• [EXERCISE INSTRUCTIONS]:
Would you go through the records below and copy each line with the string "dust"?

(Beginning of ENTRIES SUPPLIED)

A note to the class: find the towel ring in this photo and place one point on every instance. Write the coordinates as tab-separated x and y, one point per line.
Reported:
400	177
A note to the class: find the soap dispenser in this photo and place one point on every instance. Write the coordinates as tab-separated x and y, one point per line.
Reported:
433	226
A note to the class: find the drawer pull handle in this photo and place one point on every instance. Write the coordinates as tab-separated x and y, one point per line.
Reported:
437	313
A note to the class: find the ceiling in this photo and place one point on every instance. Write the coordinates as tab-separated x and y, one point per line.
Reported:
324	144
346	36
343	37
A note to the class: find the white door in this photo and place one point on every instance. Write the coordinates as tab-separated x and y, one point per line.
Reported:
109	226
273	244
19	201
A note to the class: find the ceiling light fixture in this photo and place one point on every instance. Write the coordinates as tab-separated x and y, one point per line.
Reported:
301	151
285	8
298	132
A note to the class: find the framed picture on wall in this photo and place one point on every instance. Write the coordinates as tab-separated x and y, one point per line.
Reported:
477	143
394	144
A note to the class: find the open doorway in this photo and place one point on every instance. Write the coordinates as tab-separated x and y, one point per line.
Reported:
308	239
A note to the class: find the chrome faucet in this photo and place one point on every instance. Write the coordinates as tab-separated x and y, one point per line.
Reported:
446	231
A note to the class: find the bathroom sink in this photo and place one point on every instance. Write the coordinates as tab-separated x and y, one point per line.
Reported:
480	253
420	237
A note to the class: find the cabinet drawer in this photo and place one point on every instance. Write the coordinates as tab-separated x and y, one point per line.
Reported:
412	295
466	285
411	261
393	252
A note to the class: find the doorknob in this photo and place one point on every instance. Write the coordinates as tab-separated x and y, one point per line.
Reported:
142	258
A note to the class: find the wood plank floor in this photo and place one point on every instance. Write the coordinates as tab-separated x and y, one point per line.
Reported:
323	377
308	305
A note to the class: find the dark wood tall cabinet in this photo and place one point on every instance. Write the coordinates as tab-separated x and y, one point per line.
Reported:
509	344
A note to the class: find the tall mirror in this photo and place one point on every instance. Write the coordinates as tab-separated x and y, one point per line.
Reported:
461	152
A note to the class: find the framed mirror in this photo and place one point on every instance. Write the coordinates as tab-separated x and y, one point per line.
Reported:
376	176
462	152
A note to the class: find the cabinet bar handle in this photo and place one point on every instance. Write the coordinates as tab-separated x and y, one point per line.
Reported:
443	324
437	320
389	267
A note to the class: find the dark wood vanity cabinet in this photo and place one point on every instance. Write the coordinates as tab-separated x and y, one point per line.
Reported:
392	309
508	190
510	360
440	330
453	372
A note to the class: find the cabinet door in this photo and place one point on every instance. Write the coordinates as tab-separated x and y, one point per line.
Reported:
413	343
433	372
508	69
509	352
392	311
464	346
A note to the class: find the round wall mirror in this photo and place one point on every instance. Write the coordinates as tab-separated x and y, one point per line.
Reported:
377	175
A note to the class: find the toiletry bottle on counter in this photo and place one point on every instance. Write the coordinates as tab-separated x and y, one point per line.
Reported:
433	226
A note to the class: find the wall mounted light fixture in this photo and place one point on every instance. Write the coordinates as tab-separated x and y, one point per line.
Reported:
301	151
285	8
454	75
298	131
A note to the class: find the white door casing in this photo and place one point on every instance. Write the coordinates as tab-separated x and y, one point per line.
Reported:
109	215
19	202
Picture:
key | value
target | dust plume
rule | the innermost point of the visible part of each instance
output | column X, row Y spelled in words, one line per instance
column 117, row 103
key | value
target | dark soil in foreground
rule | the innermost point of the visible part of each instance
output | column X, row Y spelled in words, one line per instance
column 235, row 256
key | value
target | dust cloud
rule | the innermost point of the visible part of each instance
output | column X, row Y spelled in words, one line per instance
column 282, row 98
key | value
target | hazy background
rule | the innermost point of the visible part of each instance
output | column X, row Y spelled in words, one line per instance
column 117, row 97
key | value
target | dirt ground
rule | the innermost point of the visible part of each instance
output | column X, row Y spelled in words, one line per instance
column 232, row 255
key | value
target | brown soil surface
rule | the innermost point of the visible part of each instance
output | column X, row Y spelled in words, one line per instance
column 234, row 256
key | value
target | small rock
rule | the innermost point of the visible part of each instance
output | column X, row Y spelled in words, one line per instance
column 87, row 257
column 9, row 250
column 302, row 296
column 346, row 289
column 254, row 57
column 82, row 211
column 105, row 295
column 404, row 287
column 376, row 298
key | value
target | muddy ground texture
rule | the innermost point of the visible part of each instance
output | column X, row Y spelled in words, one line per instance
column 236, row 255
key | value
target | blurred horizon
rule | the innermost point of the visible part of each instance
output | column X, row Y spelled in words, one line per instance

(End of ENTRIES SUPPLIED)

• [SOLUTION TO THE EXERCISE]:
target | dust plume
target | dust cloud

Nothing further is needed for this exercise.